● EXERCISE AIM:
In the text about Daniel Ortega's campaign and the march against abortion, copy the passage word for word, starting at "In the days" and ending at "from other quarters.".

A Dramatic Change and A Cultural Tragedy

In the days following the FSLN’s electoral triumph, Daniel Ortega’s assurances to bankers and foreign investors that there would be no “dramatic change” in macroeconomic policy earned him the “benefit of the doubt.” from analysts and business leaders. But his electoral campaign, laced with a constant manipulation of Christian culture, topped by the dramatic criminalizing of therapeutic abortion right before the elections, thanks mainly to the votes of the Sandinista legislative bench,earned him mistrust, concern and doubts about the benefit from other quarters.

María López Vigil

On October l6, Nicaragua’s Catholic bishops, accompanied by the leaders of some evangelical denominations, held a march against abortion in the streets of Managua. It included people from all over the country who had been organized in their parishes and churches. Students in both Catholic and public schools, even the little ones, were encouraged to attend the march, which would count as a school activity for which they would receive grade points. The FSLN and the ALN financed the transportation from towns outside Managua. The FSLN asked to participate in the march with a pink carriage, the color of their electoral campaign, but the bishops rejected the request arguing that they didn’t want “partisan colors,” even though by that time the march was tinted with the colors of four of the five campaigning parties.

● DATASET RECORDS:

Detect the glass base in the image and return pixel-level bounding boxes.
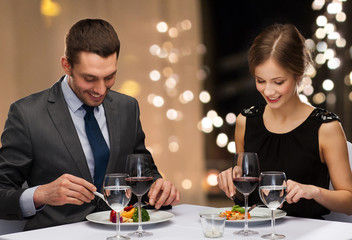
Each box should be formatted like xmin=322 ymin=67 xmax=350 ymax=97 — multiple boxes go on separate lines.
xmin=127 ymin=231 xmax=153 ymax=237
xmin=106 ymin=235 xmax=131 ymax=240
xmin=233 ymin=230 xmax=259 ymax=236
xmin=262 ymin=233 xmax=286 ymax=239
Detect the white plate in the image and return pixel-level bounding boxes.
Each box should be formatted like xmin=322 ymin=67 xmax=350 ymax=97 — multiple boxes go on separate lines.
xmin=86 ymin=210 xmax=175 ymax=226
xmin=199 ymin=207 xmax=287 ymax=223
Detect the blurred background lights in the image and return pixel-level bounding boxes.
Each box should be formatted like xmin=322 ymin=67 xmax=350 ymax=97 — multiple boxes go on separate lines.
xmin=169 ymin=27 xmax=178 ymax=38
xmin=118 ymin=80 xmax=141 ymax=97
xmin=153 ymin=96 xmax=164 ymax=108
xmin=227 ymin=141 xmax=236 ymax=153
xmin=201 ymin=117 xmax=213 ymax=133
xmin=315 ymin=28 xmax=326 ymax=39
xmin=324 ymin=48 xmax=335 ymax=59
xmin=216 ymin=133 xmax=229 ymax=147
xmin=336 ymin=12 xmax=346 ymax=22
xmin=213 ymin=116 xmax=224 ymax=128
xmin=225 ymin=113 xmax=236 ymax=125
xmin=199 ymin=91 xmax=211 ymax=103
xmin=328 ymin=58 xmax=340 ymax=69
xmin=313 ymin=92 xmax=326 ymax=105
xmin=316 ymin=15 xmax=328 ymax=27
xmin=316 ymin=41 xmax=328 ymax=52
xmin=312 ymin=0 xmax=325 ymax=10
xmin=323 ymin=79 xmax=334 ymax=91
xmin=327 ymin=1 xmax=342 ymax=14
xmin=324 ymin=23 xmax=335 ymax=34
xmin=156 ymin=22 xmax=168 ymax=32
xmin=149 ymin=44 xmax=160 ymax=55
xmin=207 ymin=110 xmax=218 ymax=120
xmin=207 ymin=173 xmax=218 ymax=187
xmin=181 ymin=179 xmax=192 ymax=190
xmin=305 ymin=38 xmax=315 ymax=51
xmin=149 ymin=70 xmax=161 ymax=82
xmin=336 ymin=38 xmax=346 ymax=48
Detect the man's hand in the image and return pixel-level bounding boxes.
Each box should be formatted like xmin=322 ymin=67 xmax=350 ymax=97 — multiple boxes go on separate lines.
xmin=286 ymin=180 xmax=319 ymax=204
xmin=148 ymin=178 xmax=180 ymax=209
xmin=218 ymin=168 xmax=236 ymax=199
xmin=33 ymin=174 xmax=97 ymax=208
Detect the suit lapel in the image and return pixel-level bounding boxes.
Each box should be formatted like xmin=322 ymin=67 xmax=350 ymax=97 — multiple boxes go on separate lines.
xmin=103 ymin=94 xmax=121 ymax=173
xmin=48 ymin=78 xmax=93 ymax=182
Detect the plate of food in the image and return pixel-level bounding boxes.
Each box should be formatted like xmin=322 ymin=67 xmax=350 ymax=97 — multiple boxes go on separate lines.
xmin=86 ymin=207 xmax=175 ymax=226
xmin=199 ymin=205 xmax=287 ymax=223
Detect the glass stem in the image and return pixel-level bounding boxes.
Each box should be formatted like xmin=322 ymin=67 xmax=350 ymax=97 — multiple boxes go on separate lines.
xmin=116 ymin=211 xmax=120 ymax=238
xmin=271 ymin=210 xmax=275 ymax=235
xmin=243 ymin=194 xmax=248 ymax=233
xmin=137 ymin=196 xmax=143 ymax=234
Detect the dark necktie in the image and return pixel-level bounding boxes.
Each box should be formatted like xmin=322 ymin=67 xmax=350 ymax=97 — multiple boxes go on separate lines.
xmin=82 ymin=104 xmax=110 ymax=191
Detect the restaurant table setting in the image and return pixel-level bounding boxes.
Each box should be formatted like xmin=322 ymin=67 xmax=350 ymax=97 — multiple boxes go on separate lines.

...

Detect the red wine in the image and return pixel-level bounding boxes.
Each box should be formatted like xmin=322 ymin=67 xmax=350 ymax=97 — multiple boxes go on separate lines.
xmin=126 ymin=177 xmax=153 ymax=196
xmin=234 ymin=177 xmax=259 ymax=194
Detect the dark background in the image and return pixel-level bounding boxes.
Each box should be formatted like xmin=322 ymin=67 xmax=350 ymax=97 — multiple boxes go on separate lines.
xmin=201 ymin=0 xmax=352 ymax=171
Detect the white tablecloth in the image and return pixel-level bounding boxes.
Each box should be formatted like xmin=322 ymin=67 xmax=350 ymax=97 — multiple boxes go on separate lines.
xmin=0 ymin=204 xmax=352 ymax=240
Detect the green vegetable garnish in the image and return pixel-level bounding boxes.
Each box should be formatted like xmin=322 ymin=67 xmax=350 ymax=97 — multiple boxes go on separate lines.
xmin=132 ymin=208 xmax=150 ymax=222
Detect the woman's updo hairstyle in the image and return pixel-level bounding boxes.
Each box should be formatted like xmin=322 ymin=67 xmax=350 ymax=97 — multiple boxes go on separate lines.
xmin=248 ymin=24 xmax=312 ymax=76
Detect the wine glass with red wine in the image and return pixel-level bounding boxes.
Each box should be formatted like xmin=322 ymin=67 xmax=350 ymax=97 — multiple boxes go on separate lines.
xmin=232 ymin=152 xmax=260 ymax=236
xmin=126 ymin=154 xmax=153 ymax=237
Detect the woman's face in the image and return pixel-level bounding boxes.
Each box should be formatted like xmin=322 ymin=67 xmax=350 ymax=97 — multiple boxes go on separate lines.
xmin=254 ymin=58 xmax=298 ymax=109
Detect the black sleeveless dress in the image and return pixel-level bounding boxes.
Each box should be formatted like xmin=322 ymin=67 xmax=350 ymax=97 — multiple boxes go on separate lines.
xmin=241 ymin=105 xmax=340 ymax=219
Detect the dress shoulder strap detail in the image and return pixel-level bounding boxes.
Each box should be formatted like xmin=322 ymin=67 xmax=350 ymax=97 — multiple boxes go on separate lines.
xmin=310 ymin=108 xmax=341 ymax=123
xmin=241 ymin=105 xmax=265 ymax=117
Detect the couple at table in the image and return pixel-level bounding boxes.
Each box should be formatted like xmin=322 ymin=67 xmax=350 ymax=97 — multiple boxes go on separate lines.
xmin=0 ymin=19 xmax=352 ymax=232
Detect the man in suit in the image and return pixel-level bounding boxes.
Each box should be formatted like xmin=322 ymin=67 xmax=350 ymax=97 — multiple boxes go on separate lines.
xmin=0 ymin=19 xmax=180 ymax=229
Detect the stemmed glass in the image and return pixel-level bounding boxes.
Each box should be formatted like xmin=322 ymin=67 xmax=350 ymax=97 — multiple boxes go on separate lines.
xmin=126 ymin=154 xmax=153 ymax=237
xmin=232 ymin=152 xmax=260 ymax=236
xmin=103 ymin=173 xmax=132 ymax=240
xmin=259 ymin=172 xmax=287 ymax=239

● OUTPUT BELOW:
In the days following the FSLN’s electoral triumph, Daniel Ortega’s assurances to bankers and foreign investors that there would be no “dramatic change” in macroeconomic policy earned him the “benefit of the doubt.” from analysts and business leaders. But his electoral campaign, laced with a constant manipulation of Christian culture, topped by the dramatic criminalizing of therapeutic abortion right before the elections, thanks mainly to the votes of the Sandinista legislative bench,earned him mistrust, concern and doubts about the benefit from other quarters.